AUSGANGSTEXT

┌──

Fortbildungspflicht vor Erwerb der Fachanwalts-Bezeichnung

Es klingt im ersten Moment merkwürdig, aber tatsächlich ist der Nachweis der Teilnahme an Fortbildung mindestens in dem durch § 15 FAO geforderten Umfang vor Erwerb einer Fachanwaltsbezeichnung wichtiger als danach. Nach Erwerb der Berechtigung kann diese Berechtigung widerrufen werden, wenn der Fortbildungspflicht nicht genügt wird. Die Rechtsprechung stellt an einen solchen Widerruf aber Anforderungen und der Vorstand muss Ermessen ausüben, ob die Bezeichnung zu widerrufen ist.

Umgekehrt ist die Verleihung eine gebundene Entscheidung, so dass jedes formale Defizit zur Ablehnung des Antrags auf Verleihung der Berechtigung führt. Oft ist dieses Defizit ein Verstoß gegen die in § 4 FAO begründete Fortbildungspflicht ab Ende des Lehrgangs (Lehrgangszeiten werden mitgerechnet). Seit dem 01.10.2023 ist die Vorschrift allerdings flexibler und unter Umständen ist eine Nachfrist zur Nachholung erforderlich.

AGH Baden-Württemberg, Urteil vom 10.12.2021, AGH 9/21 I

Der Anspruch auf Verleihung des Rechts zum Führen einer Fachanwaltsbezeichnung ist […] eine gebundene Entscheidung. Liegen die Voraussetzungen nicht vor, ist der Antrag abzulehnen. Die Fortbildung nachzuholen, ist nicht vorgesehen beim Erwerb eines Fachanwaltstitels und daher auch grundsätzlich nicht möglich.“

Das bedeutete, dass Defizite hinsichtlich der nach § 4, § 15 FAO nachzuweisenden Fortbildung aus der Zeit zwischen dem Abschluss des Lehrgangs und der Antragstellung zur Versagung des Antrags führen müssen, ohne dass es auf die Gründe für solche Lücken ankäme. Seit dem 01.10.2023 lässt § 4 FAO ein Nachholen unter Umständen zu.

Weiterführende Hinweise

Für weiterführende Informationen stellen wir ein Hinweisblatt zur Verfügung.

Fortbildung planen

Eine Seite, auf der Sie Fortbildung bei verschiedensten Anbietern buchen können, kann helfen, wenn die Zeit knapp wird, Fortbildungslücken zu schließen. Das bietet Rechtsanwalt-Fortbildung.net.

└──

ARBEITSAUFTRÄGE
A – Entscheiden Sie für jede der folgenden Aussagen, ob sie mit dem Text zur Fortbildungspflicht vor Erwerb der Fachanwaltsbezeichnung übereinstimmt. Antworten Sie jeweils mit ja oder nein und zitieren Sie die ausschlaggebenden Worte des Textes wörtlich.
(i) Die Verleihung der Fachanwaltsbezeichnung ist eine gebundene Entscheidung.
(ii) Über den Widerruf der Fachanwaltsbezeichnung entscheidet der Vorstand ohne Ermessen.
(iii) Lehrgangszeiten werden bei der Fortbildungspflicht nach § 4 FAO nicht mitgerechnet.
B – Führen Sie den Text zur Fortbildungspflicht vor Erwerb der Fachanwaltsbezeichnung im Anschluss an seinen letzten Satz weiter.

BEREITGESTELLTE DATEN
┌──

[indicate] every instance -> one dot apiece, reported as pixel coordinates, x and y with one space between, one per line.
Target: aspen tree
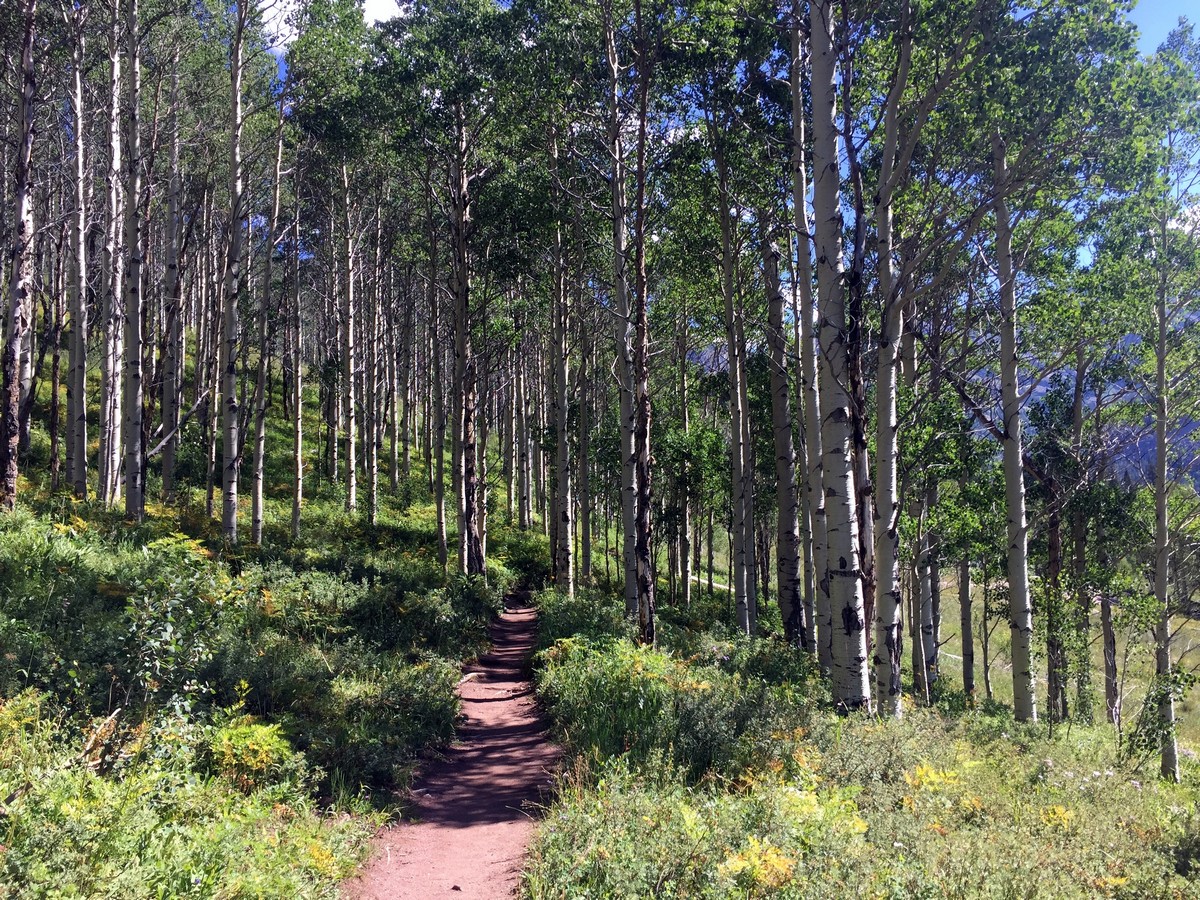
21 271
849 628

└──
┌──

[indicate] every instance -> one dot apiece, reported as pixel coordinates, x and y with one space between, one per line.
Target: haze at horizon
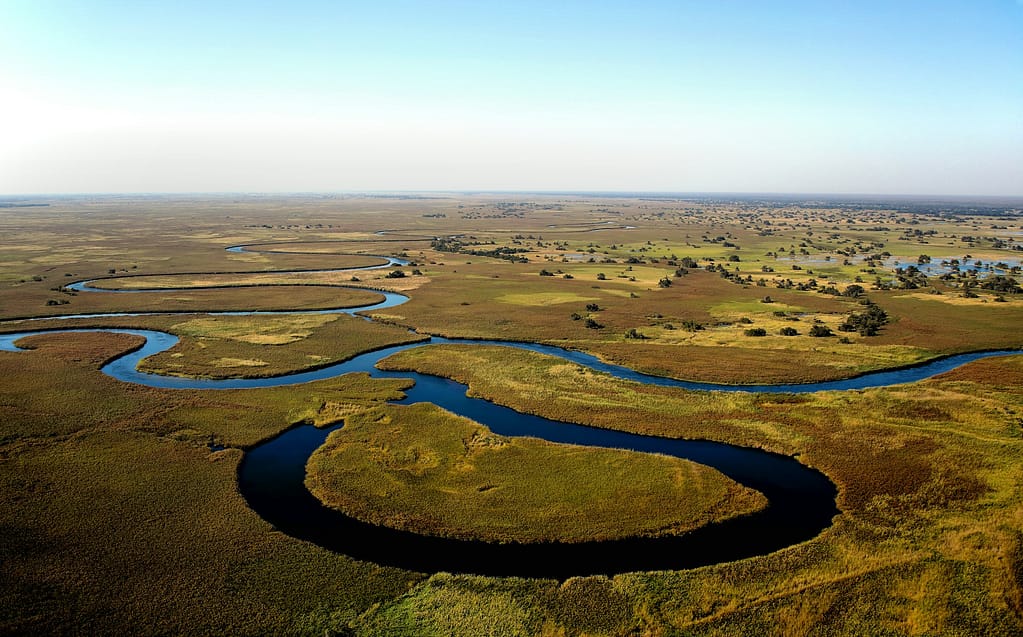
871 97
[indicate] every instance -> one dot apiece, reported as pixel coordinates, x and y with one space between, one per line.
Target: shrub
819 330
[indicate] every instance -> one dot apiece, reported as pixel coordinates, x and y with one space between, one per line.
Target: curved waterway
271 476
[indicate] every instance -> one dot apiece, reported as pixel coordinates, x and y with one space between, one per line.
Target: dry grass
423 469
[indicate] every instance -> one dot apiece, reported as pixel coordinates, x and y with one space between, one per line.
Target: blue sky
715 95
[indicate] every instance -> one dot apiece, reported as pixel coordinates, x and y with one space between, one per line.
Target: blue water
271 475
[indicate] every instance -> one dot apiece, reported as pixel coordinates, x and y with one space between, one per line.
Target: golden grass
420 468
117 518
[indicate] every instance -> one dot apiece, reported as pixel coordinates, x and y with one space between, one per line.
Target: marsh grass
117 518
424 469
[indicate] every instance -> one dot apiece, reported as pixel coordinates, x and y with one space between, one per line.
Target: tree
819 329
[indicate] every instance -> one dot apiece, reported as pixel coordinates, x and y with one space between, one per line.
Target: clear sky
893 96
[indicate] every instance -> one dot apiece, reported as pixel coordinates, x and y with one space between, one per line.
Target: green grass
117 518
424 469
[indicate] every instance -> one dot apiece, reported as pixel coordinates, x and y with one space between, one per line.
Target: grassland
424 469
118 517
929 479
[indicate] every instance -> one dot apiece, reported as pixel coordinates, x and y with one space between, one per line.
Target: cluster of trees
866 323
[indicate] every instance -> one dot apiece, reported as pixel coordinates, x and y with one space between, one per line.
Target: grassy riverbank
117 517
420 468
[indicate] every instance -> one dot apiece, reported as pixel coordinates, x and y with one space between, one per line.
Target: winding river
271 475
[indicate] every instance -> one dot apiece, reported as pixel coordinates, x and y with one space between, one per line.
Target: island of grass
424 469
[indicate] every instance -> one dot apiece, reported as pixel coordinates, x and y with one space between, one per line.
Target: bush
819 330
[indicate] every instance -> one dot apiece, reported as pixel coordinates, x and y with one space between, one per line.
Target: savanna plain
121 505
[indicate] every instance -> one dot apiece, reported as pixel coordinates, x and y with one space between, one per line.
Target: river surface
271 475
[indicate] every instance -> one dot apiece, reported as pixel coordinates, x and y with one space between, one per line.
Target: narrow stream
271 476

└──

LÖSUNGEN JE AUFGABE
A –
(i) Ja: „Umgekehrt ist die Verleihung eine gebundene Entscheidung“
(ii) Nein: „der Vorstand muss Ermessen ausüben, ob die Bezeichnung zu widerrufen ist“
(iii) Nein: „(Lehrgangszeiten werden mitgerechnet)“

B –
Berechtigung zur Führung einer Fachanwaltschaft beantragen

Sie sind im Zeitpunkt der Antragstellung bereits 3 Jahre innerhalb der letzten sechs Jahre zur Anwaltschaft zugelassen, haben die erforderlichen Nachweise über den Erwerb der theoretischen Kenntnisse (regelmäßig einen Fachanwaltskurs), die schriftlichen Leistungskontrollen und auch genügend eigenverantwortlich anwaltlich bearbeitete Fälle in den drei Jahren vor Antragstellung zur Erfüllung der in der jeweiligen Fachanwaltschaft gestellten Anforderungen „gesammelt“? Dann dürfen Sie den Antrag auf Verleihung der entsprechenden Fachanwaltschaft stellen. Der Zeitraum kann zum Ausgleich von Unterbrechungen unter Umständen verlängert werden.

Antragsformular und Fallliste

Das dazu benötigte Formular stellen wir hier bereit, in Kürze wird es durch ein digital assistiertes Verfahren ersetzt werden. Muster für die zu erstellende Fallliste stellen wir Ihnen ebenfalls zur Verfügung.

Bedenken Sie bitte, dass die Leistungskontrollen und Lehrgangsbescheinigungen im Original vorzulegen sind.

Nicht zu früh handeln

Stellen Sie den Antrag bitte nicht vor Vollendung des dritten Jahres der Zulassung als Rechtsanwältin oder Rechtsanwalt, denn ein zu früh gestellter Antrag ist unzulässig und damit (auf Ihre Kosten) abzulehnen.